WHAT THE TASK ASKS: Reproduce exactly the lines below, starting with the line that contains "Q: Locate the blonde" and ending with the last line of the records, both included, and nothing else.

MATERIALS PROVIDED:
--------

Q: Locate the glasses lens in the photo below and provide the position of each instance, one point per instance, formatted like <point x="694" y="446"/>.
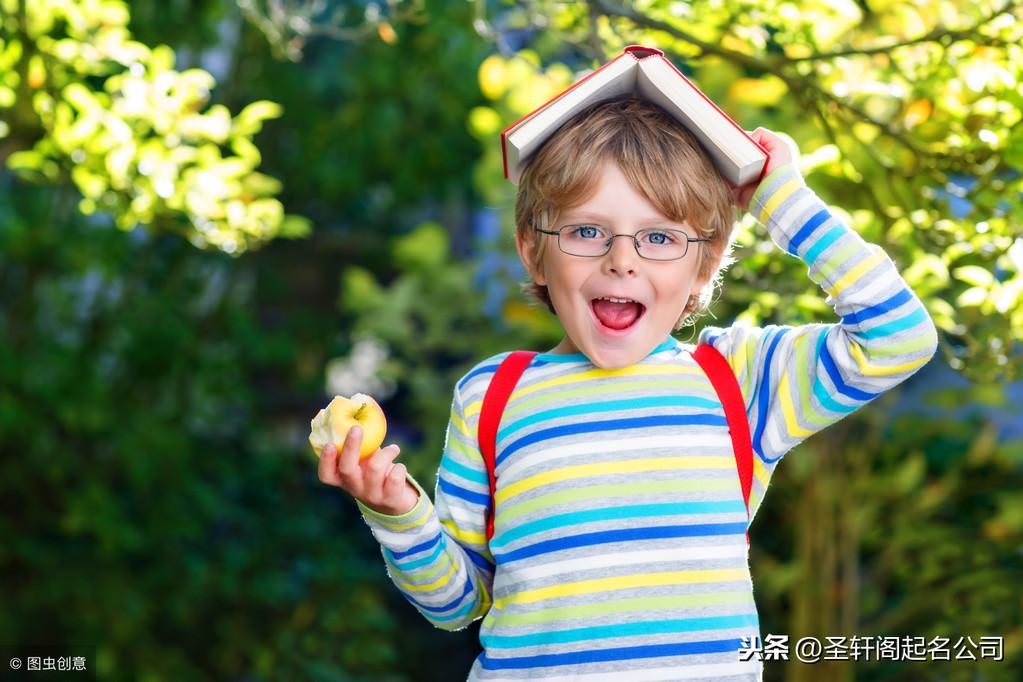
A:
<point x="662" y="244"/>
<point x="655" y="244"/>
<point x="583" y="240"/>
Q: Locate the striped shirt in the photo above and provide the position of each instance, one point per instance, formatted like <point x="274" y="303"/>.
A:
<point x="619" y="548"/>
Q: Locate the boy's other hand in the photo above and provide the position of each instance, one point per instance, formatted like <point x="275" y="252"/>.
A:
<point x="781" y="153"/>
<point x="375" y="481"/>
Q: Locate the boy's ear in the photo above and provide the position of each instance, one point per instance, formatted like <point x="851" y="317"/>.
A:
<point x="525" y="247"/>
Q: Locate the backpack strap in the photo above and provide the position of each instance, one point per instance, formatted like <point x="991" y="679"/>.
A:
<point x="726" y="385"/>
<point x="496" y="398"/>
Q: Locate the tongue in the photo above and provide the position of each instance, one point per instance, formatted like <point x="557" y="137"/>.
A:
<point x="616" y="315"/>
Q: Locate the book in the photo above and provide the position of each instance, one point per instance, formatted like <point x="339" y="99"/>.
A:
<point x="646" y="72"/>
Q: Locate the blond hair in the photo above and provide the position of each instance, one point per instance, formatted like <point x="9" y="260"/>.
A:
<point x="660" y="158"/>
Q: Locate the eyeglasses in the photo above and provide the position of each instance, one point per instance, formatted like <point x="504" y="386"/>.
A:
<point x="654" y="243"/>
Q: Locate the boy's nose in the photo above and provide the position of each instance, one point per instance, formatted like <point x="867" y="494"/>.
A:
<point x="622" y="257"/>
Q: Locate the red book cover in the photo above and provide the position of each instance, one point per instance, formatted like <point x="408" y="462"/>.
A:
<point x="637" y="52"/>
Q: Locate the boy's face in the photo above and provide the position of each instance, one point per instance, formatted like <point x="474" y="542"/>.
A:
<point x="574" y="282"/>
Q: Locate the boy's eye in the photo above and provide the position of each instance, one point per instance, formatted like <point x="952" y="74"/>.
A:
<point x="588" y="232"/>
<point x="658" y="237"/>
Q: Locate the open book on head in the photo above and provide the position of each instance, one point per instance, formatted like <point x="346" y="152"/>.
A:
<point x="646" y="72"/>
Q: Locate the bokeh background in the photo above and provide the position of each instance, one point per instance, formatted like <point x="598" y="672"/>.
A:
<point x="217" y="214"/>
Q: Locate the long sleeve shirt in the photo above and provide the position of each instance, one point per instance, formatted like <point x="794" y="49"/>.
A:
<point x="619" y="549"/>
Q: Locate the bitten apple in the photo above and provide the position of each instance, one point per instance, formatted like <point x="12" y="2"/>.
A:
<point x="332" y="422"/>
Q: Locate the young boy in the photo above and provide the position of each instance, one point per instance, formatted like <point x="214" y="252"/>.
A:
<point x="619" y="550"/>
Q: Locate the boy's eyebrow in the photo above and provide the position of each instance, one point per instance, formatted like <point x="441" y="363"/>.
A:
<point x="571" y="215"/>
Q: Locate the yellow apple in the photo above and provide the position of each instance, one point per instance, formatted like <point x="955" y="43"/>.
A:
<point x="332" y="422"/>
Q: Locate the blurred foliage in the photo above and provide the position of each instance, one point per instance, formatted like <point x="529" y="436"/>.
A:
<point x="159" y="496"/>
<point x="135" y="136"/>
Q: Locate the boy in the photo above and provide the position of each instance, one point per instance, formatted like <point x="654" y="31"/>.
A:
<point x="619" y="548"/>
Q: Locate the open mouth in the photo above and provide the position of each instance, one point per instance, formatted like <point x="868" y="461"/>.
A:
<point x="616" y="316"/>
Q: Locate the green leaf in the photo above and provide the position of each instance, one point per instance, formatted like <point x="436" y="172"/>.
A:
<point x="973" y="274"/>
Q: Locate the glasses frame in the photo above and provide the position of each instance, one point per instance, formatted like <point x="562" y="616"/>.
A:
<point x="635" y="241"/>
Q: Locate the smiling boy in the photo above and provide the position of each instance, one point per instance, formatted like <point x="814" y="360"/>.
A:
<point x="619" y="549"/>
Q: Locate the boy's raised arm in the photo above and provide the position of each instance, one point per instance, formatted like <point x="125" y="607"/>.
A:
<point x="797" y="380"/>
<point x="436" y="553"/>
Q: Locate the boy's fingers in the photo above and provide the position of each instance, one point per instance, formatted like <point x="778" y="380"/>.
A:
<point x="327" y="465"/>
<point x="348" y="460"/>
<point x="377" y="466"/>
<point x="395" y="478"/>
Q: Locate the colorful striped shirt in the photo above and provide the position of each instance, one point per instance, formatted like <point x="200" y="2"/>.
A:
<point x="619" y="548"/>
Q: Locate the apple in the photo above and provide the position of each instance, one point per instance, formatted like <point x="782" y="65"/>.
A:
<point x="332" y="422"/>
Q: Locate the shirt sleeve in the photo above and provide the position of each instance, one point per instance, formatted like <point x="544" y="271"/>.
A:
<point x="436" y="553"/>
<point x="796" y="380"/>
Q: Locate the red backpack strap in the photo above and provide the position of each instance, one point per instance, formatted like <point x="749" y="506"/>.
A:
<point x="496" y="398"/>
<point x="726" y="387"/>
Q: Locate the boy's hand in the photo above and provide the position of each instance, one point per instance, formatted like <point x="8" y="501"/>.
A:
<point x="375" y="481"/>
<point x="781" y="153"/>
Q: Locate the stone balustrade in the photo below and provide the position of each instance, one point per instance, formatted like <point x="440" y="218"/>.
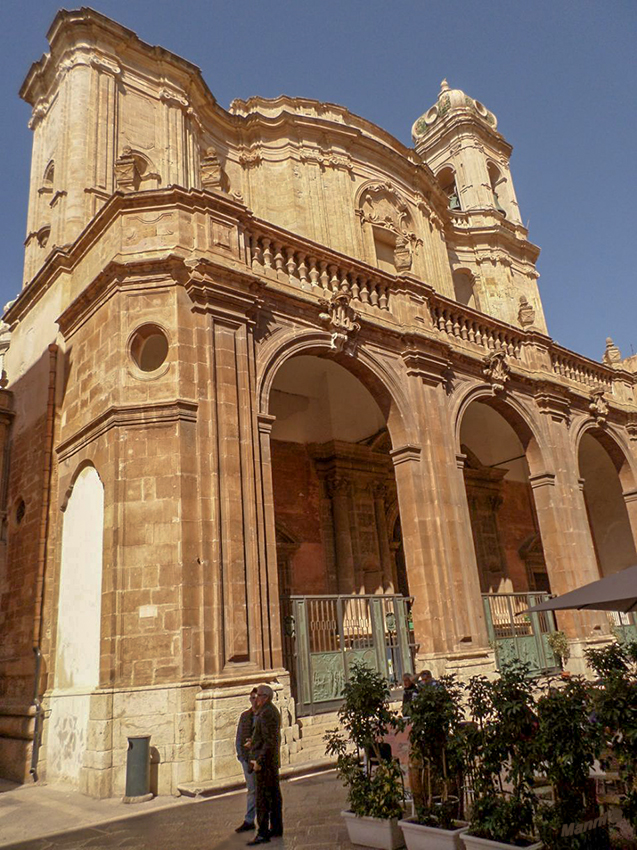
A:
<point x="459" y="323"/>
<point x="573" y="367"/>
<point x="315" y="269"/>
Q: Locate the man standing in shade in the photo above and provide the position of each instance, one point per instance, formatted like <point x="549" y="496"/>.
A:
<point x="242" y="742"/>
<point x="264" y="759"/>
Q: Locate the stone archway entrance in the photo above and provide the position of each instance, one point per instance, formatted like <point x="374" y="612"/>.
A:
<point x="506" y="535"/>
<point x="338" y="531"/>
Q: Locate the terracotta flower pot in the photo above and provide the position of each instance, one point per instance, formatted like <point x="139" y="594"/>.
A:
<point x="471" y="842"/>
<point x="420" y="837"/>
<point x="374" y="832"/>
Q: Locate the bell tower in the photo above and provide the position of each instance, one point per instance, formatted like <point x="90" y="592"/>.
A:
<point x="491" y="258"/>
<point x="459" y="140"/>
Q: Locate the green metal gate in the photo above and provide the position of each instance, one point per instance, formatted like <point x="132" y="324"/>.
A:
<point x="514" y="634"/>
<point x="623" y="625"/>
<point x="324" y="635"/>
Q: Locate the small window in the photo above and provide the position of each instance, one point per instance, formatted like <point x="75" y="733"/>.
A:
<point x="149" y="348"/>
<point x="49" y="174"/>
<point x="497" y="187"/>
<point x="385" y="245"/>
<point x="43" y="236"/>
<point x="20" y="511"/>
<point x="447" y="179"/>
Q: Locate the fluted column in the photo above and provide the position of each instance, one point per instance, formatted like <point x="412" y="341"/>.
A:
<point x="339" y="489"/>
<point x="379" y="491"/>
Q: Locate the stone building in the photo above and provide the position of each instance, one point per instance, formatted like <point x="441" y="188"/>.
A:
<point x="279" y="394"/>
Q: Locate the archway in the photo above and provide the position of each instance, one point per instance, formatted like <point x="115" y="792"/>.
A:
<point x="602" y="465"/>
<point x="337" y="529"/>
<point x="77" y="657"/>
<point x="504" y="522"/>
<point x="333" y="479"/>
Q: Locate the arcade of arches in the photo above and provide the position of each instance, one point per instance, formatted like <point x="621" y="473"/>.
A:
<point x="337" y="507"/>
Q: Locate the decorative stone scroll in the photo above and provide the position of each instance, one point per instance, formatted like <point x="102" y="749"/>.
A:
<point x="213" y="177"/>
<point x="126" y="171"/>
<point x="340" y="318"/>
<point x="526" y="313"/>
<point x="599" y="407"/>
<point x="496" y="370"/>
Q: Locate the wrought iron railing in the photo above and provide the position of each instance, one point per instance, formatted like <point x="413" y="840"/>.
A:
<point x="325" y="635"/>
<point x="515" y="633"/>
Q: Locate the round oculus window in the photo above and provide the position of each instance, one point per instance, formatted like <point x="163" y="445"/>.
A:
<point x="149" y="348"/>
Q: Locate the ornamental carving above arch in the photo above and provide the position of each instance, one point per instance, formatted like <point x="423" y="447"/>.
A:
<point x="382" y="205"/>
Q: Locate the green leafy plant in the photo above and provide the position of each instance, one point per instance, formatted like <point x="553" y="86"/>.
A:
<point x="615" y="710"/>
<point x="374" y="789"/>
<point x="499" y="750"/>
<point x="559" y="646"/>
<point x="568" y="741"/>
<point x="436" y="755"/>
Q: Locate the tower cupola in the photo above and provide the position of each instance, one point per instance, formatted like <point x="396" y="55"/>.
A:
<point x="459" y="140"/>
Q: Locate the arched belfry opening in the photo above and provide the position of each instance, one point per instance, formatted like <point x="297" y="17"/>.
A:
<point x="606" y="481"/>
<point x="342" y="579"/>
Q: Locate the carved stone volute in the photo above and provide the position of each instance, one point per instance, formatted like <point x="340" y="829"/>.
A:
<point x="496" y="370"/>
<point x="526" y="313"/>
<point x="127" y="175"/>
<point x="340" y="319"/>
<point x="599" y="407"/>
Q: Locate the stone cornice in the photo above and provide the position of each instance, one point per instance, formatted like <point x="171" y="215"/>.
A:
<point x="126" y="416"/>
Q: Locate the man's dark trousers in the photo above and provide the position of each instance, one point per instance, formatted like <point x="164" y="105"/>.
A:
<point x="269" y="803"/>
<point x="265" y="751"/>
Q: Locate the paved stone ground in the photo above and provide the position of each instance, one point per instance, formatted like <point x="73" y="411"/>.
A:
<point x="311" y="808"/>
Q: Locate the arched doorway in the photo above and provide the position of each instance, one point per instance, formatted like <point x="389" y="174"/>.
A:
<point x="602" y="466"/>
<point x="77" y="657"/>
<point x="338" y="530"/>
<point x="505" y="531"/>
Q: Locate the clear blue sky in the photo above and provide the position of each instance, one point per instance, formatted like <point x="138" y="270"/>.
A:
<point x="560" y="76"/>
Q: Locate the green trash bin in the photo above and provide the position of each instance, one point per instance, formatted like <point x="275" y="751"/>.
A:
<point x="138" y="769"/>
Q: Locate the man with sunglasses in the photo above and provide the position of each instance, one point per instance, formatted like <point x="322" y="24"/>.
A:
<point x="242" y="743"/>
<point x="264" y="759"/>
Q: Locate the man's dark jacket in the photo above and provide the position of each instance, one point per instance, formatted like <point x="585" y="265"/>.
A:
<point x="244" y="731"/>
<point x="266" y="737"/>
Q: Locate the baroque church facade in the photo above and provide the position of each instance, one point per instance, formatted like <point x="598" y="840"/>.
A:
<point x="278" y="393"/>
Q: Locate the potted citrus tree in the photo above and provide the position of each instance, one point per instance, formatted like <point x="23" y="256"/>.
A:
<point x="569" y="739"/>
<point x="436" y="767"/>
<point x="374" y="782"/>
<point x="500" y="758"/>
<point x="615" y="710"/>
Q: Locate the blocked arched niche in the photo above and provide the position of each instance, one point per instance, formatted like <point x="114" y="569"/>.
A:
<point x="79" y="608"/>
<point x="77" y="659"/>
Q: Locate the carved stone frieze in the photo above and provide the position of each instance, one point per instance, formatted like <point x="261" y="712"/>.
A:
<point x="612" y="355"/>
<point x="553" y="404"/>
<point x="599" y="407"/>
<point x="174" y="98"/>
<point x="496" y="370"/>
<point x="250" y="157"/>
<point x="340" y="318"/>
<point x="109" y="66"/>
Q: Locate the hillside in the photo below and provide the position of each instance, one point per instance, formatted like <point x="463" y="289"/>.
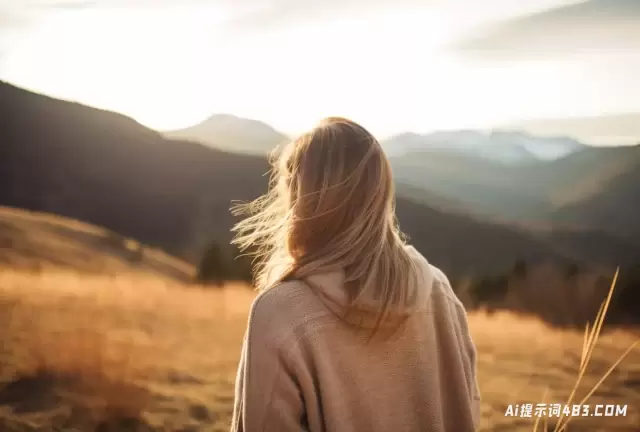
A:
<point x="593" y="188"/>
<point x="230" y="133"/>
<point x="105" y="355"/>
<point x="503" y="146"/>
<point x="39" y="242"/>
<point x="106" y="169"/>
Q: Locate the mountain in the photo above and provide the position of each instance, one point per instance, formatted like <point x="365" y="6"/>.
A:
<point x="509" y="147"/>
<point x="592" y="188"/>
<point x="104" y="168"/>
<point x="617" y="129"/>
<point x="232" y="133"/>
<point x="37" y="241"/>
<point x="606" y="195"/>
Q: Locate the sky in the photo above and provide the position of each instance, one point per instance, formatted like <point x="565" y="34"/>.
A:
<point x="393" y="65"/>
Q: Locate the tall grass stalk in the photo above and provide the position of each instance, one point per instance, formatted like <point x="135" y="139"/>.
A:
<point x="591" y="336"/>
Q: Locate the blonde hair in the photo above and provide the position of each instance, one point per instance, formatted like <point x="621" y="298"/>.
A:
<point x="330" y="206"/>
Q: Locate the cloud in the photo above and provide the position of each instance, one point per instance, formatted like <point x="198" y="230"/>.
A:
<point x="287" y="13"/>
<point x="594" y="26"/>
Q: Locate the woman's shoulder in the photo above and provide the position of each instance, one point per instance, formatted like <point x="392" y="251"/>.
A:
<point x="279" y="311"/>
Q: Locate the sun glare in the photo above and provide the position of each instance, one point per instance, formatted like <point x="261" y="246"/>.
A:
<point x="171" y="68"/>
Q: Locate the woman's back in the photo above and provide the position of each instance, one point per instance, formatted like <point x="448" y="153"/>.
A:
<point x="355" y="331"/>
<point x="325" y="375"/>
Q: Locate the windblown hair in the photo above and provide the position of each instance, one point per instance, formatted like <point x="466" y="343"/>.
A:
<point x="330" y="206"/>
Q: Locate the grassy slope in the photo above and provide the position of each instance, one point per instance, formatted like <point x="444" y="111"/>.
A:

--------

RESULT FOR THIS EXERCISE:
Q: Locate the blonde hair in the photo above and provide the position of each instance, one point per instance, formatted like <point x="621" y="298"/>.
A:
<point x="330" y="206"/>
Q: Locate the cloud in the photo above and provide the position of each instance, one point per instance, formatted like <point x="198" y="230"/>.
A:
<point x="287" y="13"/>
<point x="594" y="26"/>
Q: Locate the woman's shoulder in the photo above and provide the position of each instance, one point per instance, formatted like <point x="392" y="251"/>.
A:
<point x="279" y="311"/>
Q: Locate the sun glare in the photo above and provide the position of each instance, one point per instance, formatted like <point x="261" y="246"/>.
A:
<point x="171" y="68"/>
Q: Locate the woman's back in the photo above and provide the position of each instance, one point per instance, formatted like <point x="448" y="153"/>.
A:
<point x="355" y="331"/>
<point x="325" y="375"/>
Q: Locate the windblown hair in the photo above and provide the position of each instance, one point per instance, formatted like <point x="466" y="343"/>.
A:
<point x="330" y="206"/>
Q: Locate the grassy slope in the photo above and provide the position of each instance, one point per instance, formatted like <point x="444" y="111"/>.
A:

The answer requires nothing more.